SHORT PROBLEM>
Extract the listing below in full, unchanged.

# Start of THE INPUT

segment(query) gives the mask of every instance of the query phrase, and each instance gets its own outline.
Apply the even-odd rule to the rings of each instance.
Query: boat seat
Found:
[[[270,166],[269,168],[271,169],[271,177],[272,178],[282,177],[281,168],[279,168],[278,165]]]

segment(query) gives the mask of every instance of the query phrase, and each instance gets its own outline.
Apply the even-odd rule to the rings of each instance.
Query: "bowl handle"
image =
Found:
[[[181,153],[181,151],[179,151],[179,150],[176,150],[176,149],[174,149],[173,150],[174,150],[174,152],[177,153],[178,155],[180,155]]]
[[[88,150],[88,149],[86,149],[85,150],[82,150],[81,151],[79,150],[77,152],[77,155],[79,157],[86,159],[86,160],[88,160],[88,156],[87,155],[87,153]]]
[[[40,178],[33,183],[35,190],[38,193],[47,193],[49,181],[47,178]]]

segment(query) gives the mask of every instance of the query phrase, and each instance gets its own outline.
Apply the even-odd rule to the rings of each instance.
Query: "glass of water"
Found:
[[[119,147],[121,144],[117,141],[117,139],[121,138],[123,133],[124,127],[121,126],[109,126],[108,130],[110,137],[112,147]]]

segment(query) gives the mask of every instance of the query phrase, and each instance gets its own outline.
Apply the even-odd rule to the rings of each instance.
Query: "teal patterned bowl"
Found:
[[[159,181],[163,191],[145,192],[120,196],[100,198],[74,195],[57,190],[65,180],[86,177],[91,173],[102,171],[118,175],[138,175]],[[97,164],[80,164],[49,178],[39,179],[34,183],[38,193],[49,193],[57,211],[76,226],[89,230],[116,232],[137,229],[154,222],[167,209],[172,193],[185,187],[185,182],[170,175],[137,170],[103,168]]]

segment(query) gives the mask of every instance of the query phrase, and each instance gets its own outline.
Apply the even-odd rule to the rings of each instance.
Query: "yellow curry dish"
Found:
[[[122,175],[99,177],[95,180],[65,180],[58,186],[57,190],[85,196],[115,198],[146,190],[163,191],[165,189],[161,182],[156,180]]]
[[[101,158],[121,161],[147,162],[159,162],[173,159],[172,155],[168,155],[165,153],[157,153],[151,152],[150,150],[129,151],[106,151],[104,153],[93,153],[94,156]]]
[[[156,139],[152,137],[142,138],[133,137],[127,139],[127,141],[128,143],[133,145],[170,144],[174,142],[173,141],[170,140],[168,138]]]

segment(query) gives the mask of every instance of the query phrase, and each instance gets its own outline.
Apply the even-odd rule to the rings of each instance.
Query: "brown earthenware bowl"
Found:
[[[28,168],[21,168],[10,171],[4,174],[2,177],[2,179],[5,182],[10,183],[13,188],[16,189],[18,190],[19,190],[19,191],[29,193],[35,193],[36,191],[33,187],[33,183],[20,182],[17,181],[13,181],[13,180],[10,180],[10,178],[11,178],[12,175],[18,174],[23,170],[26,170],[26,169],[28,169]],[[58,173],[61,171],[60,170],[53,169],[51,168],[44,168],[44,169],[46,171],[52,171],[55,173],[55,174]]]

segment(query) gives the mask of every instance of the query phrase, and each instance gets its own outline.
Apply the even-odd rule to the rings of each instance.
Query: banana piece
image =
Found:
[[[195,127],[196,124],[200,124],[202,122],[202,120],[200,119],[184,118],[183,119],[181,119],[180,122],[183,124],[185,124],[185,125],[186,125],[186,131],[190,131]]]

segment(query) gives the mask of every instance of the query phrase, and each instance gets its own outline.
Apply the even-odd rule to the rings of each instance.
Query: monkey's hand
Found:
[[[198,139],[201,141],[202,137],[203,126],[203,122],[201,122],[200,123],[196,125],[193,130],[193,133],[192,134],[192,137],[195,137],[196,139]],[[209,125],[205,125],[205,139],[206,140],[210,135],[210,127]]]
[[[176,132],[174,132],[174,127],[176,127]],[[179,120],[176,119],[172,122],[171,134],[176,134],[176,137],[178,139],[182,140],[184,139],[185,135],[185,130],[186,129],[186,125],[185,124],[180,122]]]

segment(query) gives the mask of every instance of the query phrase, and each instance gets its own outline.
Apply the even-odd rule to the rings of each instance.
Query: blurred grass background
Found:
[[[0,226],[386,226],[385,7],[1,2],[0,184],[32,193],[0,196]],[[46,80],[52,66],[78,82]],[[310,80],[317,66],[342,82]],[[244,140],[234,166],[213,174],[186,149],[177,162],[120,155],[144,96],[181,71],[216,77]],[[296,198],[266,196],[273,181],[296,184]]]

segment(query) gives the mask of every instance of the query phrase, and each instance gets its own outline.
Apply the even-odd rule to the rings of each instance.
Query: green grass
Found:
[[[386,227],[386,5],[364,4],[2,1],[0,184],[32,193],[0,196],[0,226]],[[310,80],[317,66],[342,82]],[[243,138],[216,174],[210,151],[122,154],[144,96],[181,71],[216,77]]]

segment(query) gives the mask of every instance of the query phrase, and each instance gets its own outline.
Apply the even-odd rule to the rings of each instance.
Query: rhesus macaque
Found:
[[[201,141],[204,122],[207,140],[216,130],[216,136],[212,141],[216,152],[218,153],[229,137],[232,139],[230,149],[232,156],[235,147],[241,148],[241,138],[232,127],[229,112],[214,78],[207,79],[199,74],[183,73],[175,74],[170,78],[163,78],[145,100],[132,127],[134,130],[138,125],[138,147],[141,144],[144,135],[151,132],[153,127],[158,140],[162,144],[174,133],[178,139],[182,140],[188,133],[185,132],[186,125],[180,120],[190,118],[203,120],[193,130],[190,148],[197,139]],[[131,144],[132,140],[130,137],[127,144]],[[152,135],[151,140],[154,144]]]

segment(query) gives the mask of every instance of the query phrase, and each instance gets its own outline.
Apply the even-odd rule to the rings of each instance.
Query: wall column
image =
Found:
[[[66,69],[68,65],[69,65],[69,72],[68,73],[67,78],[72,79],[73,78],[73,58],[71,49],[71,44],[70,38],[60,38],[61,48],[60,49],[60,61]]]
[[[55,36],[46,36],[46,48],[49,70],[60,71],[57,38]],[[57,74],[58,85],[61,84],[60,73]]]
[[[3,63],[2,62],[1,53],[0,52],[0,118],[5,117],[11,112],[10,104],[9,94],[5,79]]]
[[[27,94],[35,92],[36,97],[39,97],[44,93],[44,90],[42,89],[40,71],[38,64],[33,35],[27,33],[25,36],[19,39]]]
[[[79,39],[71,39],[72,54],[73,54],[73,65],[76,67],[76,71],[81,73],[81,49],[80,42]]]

# End of THE INPUT

TASK ANSWER>
segment(query) gives the mask of every instance of the query phrase, and each instance gets its own outline.
Apply the even-odd rule to the rings of each instance.
Query: boat seat
Found:
[[[270,166],[269,168],[271,169],[271,177],[272,178],[282,177],[281,168],[279,168],[278,165]]]

segment(query) gives the mask of every instance of the query phrase, and each instance gets its own outline.
Apply the even-odd rule to the rings of each instance.
Query: "bowl handle"
image =
Found:
[[[181,153],[181,151],[179,151],[179,150],[176,150],[176,149],[174,149],[173,150],[174,150],[174,152],[177,153],[178,155],[180,155]]]
[[[88,150],[88,149],[86,149],[85,150],[82,150],[81,151],[79,150],[77,152],[77,155],[79,157],[86,159],[86,160],[88,160],[88,156],[87,155],[87,153]]]
[[[40,178],[33,183],[35,190],[38,193],[47,193],[49,181],[47,178]]]

segment(query) gives the mask of every instance of the query phrase, and each instance gets its own outline.
Apply the even-odd rule to the rings of each instance.
Query: "glass of water"
Found:
[[[119,147],[121,144],[117,141],[117,139],[121,138],[123,133],[124,127],[121,126],[109,126],[108,130],[110,137],[112,147]]]

segment(query) gives the mask of every instance of the query phrase, and each instance gets its own outline.
Apply the even-odd rule to the rings of each instance.
Query: "teal patterned bowl"
Found:
[[[159,181],[163,191],[145,192],[120,196],[100,198],[74,195],[57,190],[65,180],[86,177],[91,173],[102,171],[118,175],[138,175]],[[97,164],[80,164],[49,178],[39,179],[34,183],[38,193],[49,193],[57,211],[76,226],[89,230],[116,232],[137,229],[154,222],[167,209],[172,193],[185,187],[185,182],[170,175],[137,170],[103,168]]]

segment(query) gives the mask of every instance of the query phrase, and each instance gets its own outline.
Apply the even-odd rule to the rings of each instance.
Query: "yellow curry dish"
Found:
[[[122,175],[99,177],[95,180],[65,180],[58,186],[57,190],[85,196],[115,198],[146,190],[163,191],[165,189],[161,182],[156,180]]]
[[[101,158],[121,161],[147,162],[159,162],[173,159],[172,155],[168,155],[165,153],[157,153],[151,152],[150,150],[129,151],[106,151],[104,153],[93,153],[94,156]]]
[[[156,139],[152,137],[142,138],[133,137],[127,139],[127,141],[128,143],[133,145],[170,144],[174,142],[173,141],[170,140],[168,138]]]

segment(query) gives the mask of every instance of the query phrase, and each instance gets its own outline.
Apply the even-odd rule to the rings of each instance.
Query: "brown earthenware bowl"
Found:
[[[28,168],[21,168],[10,171],[4,174],[2,177],[2,179],[5,182],[10,183],[13,188],[16,189],[18,190],[19,190],[19,191],[29,193],[35,193],[36,191],[33,187],[33,183],[20,182],[17,181],[13,181],[13,180],[10,180],[10,178],[11,178],[12,175],[18,174],[23,170],[26,170],[26,169],[28,169]],[[58,173],[61,171],[60,170],[53,169],[51,168],[44,168],[44,169],[46,171],[52,171],[55,173],[55,174]]]

segment(query) gives the mask of every instance of the query phrase, and each instance gets its own outline.
Apply the even-odd rule to the rings of each instance.
Query: banana piece
image =
Found:
[[[195,127],[196,124],[200,124],[202,122],[202,120],[200,119],[184,118],[183,119],[181,119],[180,122],[183,124],[185,124],[185,125],[186,125],[186,131],[190,131]]]

segment(query) gives the mask of every instance of the query phrase, and each instance gets its own outline.
Apply the even-odd rule to the rings of each instance.
Query: monkey's hand
Found:
[[[198,139],[201,141],[202,137],[203,126],[203,122],[201,122],[200,123],[196,125],[193,130],[193,133],[192,134],[192,137],[195,137],[196,139]],[[209,125],[205,125],[205,139],[206,140],[210,135],[210,127]]]
[[[176,132],[174,132],[174,127],[176,127]],[[179,120],[176,119],[172,122],[171,134],[176,134],[176,137],[178,139],[182,140],[184,139],[185,135],[185,130],[186,129],[186,125],[185,124],[180,122]]]

segment(query) gives the mask of every instance of the query phrase, and each instance gets its own outline.
Apply the even-odd rule to the rings of each instance.
Query: blurred grass background
Found:
[[[0,226],[386,226],[385,7],[1,2],[0,184],[32,193],[0,196]],[[46,80],[52,66],[78,82]],[[310,80],[317,66],[342,82]],[[244,140],[234,166],[213,174],[186,149],[177,162],[120,155],[144,96],[181,71],[216,77]],[[296,198],[266,196],[273,181],[296,184]]]

segment(query) gives the mask of every instance of the query phrase, and each instance gets its own outline.
Apply the even-odd rule to the rings of each instance.
Query: green grass
Found:
[[[386,227],[386,5],[364,4],[2,1],[0,184],[32,193],[0,196],[0,226]],[[310,80],[317,66],[342,82]],[[243,138],[216,174],[210,151],[122,154],[144,96],[181,71],[216,77]]]

segment(query) gives the mask of every instance of the query phrase, and each instance gets its own outline.
Apply the even-odd rule to the rings of each instance.
Query: rhesus macaque
Found:
[[[201,141],[204,122],[207,140],[216,130],[216,136],[212,141],[216,152],[218,153],[229,137],[232,139],[230,149],[232,156],[235,147],[241,148],[241,138],[232,127],[229,112],[214,78],[207,79],[199,74],[183,73],[175,74],[170,78],[163,78],[145,100],[132,127],[134,130],[138,125],[138,147],[141,144],[144,135],[151,132],[153,127],[158,140],[162,144],[174,133],[178,139],[182,140],[188,133],[185,132],[186,125],[180,120],[190,118],[203,120],[193,130],[190,148],[197,139]],[[131,144],[132,140],[130,137],[127,144]],[[152,135],[151,140],[154,144]]]

segment(query) gives the mask of every instance of the query phrase, and each instance gets its own outline.
Apply the even-odd rule to the rings of each instance.
Query: wall column
image =
Found:
[[[66,69],[68,65],[69,65],[69,72],[68,73],[67,78],[72,79],[73,78],[73,58],[71,49],[71,44],[70,38],[60,38],[61,48],[60,49],[60,61]]]
[[[55,36],[46,36],[46,48],[49,70],[60,71],[57,38]],[[57,74],[58,85],[61,84],[60,73]]]
[[[3,63],[2,62],[1,53],[0,52],[0,118],[5,117],[11,112],[10,104],[9,94],[5,79]]]
[[[27,94],[35,92],[36,97],[39,97],[44,93],[44,90],[42,89],[40,71],[38,64],[33,35],[27,33],[25,36],[19,39]]]
[[[79,39],[71,39],[72,54],[73,54],[73,65],[76,67],[76,71],[81,73],[81,49],[80,42]]]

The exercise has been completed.